Faut-il voir «1985», la série 100% belge sur les tueurs du Brabant?
Trois amis commencent leur vie d’adulte au début des années 1980. Deux entament une formation à la gendarmerie, le troisième étudie le droit. Tous les trois se retrouvent directement confrontés à une page sombre de l’histoire du pays: les tueurs du Brabant. La série ‘1985’ offre huit épisodes palpitants et est, de surcroît, une série 100% belge, dans les deux langues nationales et produite à la fois par la RTBF et la VRT. Une expérience à refaire, trouve aussi le réalisateur Wouter Bouvijn.
Wouter Bouvijn (petite photo): «Je suis super heureux et fier que nous ayons pu la faire avec les deux chaînes nationales. Je trouve même que c’est rafraîchissant, car on fait aussi, de cette manière, de nombreuses nouvelles connaissances de l’autre côté de la frontière linguistique. Je suis toujours frappé du peu de chose que nous savons les uns des autres. Réunir tous ces acteurs ici, c’était génial.»

Données fournies:
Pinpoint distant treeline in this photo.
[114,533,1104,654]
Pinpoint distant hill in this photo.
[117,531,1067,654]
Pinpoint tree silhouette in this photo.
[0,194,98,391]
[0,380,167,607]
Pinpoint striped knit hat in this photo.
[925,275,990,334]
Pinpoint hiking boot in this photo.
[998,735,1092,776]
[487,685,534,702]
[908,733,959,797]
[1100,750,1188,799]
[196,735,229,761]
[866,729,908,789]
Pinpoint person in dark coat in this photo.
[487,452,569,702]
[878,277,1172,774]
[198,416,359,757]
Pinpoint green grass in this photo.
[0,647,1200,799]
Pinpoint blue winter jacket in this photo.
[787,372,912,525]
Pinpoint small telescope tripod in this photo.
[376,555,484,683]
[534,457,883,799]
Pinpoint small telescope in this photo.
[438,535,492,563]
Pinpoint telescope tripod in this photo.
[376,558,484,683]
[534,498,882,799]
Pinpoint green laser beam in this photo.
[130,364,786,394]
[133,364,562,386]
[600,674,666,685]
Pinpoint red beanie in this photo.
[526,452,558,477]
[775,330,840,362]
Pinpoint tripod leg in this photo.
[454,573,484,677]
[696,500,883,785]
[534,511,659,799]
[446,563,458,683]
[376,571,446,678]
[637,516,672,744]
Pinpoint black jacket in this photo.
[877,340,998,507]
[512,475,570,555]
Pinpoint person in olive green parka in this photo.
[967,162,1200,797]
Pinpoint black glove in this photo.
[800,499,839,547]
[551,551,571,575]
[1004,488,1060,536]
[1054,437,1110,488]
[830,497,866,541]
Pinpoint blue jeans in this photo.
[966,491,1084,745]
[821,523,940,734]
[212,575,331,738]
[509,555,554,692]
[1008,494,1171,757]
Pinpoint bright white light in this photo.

À faire:
A - D'après l'article sur la série « 1985 », combien d'épisodes compte cette série ?
B - Dressez la liste de tous les nombres écrits en chiffres dans l'article sur la série « 1985 », en citant chacun une seule fois.
C - Recopiez à l'identique le passage de l'article sur la série « 1985 » qui commence par « Trois amis commencent » et se poursuit jusqu'à « réalisateur Wouter Bouvijn. ».
Les données fournies n'ont aucun lien avec l'article.

Réponses aux consignes:
A - Huit épisodes.

B - 1985, 100 %, 1980

C -
Trois amis commencent leur vie d’adulte au début des années 1980. Deux entament une formation à la gendarmerie, le troisième étudie le droit. Tous les trois se retrouvent directement confrontés à une page sombre de l’histoire du pays: les tueurs du Brabant. La série ‘1985’ offre huit épisodes palpitants et est, de surcroît, une série 100% belge, dans les deux langues nationales et produite à la fois par la RTBF et la VRT. Une expérience à refaire, trouve aussi le réalisateur Wouter Bouvijn.